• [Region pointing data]
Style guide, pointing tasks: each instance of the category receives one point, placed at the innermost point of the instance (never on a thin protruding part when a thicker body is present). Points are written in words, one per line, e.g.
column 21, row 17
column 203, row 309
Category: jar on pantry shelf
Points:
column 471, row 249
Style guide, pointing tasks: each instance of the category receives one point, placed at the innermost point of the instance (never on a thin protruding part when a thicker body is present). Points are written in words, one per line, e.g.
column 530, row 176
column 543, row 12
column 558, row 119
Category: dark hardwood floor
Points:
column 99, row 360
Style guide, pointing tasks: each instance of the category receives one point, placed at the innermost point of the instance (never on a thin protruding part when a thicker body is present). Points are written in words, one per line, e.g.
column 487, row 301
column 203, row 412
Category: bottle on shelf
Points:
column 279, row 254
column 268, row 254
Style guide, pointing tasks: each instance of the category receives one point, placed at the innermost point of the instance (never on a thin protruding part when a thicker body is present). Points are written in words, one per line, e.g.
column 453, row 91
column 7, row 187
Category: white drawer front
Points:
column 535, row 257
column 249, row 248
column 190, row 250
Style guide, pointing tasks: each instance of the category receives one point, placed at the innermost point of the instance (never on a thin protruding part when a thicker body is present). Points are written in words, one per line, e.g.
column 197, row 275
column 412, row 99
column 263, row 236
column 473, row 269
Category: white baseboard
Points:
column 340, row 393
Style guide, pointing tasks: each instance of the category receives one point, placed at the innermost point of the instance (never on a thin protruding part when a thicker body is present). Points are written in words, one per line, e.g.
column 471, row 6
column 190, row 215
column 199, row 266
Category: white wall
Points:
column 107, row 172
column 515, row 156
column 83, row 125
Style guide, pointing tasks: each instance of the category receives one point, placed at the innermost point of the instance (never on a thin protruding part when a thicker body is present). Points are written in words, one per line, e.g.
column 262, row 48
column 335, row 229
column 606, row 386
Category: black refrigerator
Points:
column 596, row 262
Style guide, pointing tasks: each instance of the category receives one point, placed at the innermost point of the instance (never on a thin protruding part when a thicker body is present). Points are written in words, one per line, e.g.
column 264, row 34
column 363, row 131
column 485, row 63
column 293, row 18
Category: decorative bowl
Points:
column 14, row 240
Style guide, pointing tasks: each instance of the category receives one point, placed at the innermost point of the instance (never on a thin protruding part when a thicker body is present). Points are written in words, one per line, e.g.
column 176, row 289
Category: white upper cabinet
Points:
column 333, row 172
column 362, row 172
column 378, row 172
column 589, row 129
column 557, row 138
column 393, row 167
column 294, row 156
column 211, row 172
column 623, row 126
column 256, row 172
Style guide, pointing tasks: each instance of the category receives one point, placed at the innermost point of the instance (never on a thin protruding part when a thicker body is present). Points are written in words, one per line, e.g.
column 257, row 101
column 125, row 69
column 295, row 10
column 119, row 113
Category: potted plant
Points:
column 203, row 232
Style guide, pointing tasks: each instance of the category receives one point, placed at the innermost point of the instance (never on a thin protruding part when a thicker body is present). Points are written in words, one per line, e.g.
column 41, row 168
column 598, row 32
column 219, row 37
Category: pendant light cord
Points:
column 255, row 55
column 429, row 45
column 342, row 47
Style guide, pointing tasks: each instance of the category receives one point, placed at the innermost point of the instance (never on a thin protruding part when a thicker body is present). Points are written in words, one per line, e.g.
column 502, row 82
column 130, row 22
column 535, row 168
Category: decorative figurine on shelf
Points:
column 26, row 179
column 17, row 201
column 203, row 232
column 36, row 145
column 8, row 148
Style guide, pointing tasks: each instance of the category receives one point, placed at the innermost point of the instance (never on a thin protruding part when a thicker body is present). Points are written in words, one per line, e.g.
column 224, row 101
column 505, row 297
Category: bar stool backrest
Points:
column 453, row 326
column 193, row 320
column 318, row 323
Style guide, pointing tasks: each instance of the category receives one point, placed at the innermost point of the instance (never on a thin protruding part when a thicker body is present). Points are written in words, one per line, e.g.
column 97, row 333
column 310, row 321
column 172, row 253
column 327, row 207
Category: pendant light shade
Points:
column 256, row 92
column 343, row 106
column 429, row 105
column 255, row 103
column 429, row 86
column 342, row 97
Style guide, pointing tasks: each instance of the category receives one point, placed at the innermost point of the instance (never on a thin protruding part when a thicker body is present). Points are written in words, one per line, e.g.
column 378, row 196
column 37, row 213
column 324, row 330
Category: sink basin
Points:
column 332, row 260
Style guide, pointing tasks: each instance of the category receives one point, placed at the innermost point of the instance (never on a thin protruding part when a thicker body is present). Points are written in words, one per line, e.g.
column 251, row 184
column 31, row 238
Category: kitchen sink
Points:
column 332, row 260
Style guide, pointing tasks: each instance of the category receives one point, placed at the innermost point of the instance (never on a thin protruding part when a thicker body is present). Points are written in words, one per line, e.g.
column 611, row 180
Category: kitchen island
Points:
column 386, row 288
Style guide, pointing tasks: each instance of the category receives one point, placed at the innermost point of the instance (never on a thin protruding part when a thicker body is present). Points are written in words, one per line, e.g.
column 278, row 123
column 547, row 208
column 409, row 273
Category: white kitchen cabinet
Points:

• [WORK REQUEST]
Every record should be given again without alteration.

• [WRITTEN SOLUTION]
Style guide, pointing tasks: each instance of the category receives one point, placed at the innermost point of the instance (never on a thin protruding part when a thicker body is present). Points are written in words, one per line, e.g.
column 21, row 17
column 203, row 309
Category: jar on pantry shelf
Points:
column 471, row 249
Style guide, pointing tasks: each instance of the category receives one point, placed at the innermost point of the instance (never on a thin protruding part when a thicker body is present). Points are written in words, one per line, e.g.
column 530, row 176
column 543, row 12
column 558, row 119
Category: dark hardwood floor
Points:
column 99, row 360
Style guide, pointing tasks: each instance of the category receives one point, placed at the innermost point of the instance (never on a thin protruding part when a thicker body is present). Points are written in words, one per line, e.g.
column 487, row 301
column 203, row 412
Category: bottle on shelf
Points:
column 279, row 254
column 268, row 254
Style guide, pointing tasks: each instance of the category receives one point, placed at the innermost point of the instance (never on a thin protruding part when a thicker body is present). Points are written in words, one per line, e.g.
column 453, row 91
column 7, row 187
Category: white drawer front
Points:
column 535, row 257
column 249, row 248
column 190, row 250
Style guide, pointing tasks: each instance of the category receives one point, placed at the innermost point of the instance (never on a thin protruding part when a thicker body is present). Points are written in words, one per line, e.g.
column 197, row 275
column 412, row 99
column 263, row 236
column 473, row 269
Category: white baseboard
Points:
column 340, row 393
Style guide, pointing tasks: each instance of the category receives one point, placed at the innermost point of the instance (never on a thin protruding part when a thicker body is present). Points are written in words, one per line, e.g.
column 471, row 6
column 190, row 215
column 199, row 266
Category: white wall
Points:
column 107, row 172
column 515, row 156
column 83, row 125
Style guide, pointing tasks: each instance of the category receives one point, placed at the innermost point of the instance (never on a thin protruding part when a thicker body is present). Points are written in words, one per line, e.g.
column 262, row 48
column 335, row 229
column 606, row 386
Category: black refrigerator
Points:
column 596, row 262
Style guide, pointing tasks: each instance of the category receives one point, placed at the innermost point of the instance (never on a thin protruding part when a thicker body is present). Points are written in words, one per line, e.g.
column 264, row 34
column 363, row 131
column 485, row 63
column 293, row 18
Category: decorative bowl
Points:
column 14, row 240
Style guide, pointing tasks: each instance of the category receives one point, placed at the innermost point of the instance (never on a thin protruding part when a thicker body is present). Points are written in words, one per line, e.g.
column 176, row 289
Category: white upper cabinet
Points:
column 333, row 172
column 362, row 172
column 378, row 172
column 589, row 129
column 557, row 138
column 393, row 167
column 294, row 156
column 211, row 172
column 623, row 126
column 256, row 172
Style guide, pointing tasks: each instance of the category receives one point, placed at the innermost point of the instance (never on a thin protruding part when a thicker body is present). Points are written in words, one per line, e.g.
column 257, row 101
column 125, row 69
column 295, row 10
column 119, row 113
Category: potted plant
Points:
column 203, row 232
Style guide, pointing tasks: each instance of the category receives one point, placed at the innermost point of the instance (never on a thin protruding part when a thicker body is present). Points are written in words, one per line, e.g.
column 41, row 168
column 598, row 32
column 219, row 37
Category: pendant light cord
Points:
column 255, row 55
column 429, row 45
column 342, row 47
Style guide, pointing tasks: each instance of the category receives one point, placed at the innermost point of the instance (never on a thin protruding part when a thicker body is present). Points are written in words, one per line, e.g.
column 502, row 82
column 130, row 22
column 535, row 168
Category: decorative figurine on shelf
Points:
column 26, row 179
column 17, row 201
column 203, row 232
column 36, row 145
column 8, row 148
Style guide, pointing tasks: each instance of the category receives one point, placed at the innermost point of the instance (never on a thin protruding part when a thicker body is present). Points are written in words, one per line, e.g.
column 224, row 101
column 505, row 297
Category: bar stool backrest
Points:
column 453, row 326
column 193, row 320
column 318, row 323
Style guide, pointing tasks: each instance of the category receives one point, placed at the innermost point of the instance (never on a thin protruding part when a thicker body is present). Points are written in words, one per line, e.g.
column 97, row 333
column 310, row 321
column 172, row 253
column 327, row 207
Category: pendant light shade
Points:
column 256, row 92
column 343, row 106
column 429, row 105
column 255, row 103
column 429, row 86
column 342, row 97
Style guide, pointing tasks: each instance of the category receives one point, placed at the innermost point of the instance (never on a thin protruding part when a thicker body is present). Points are written in words, one per line, e.g.
column 378, row 196
column 37, row 213
column 324, row 330
Category: sink basin
Points:
column 332, row 260
Style guide, pointing tasks: each instance of the category receives one point, placed at the innermost point of the instance (never on a thin protruding part when a thicker body is present). Points are written in words, one per line, e.g.
column 251, row 184
column 31, row 238
Category: kitchen sink
Points:
column 332, row 260
Style guide, pointing tasks: each instance of the category receives one point, placed at the innermost point of the instance (never on a thin protruding part when a thicker body is present). Points are written in words, one per line, e.g.
column 611, row 180
Category: kitchen island
Points:
column 386, row 288
Style guide, pointing tasks: each instance of the category receives one point, placed at the innermost point of the instance (never on a thin protruding part when a thicker body is present). Points are written in words, one per line, e.g.
column 278, row 123
column 547, row 208
column 409, row 273
Category: white kitchen cabinet
Points:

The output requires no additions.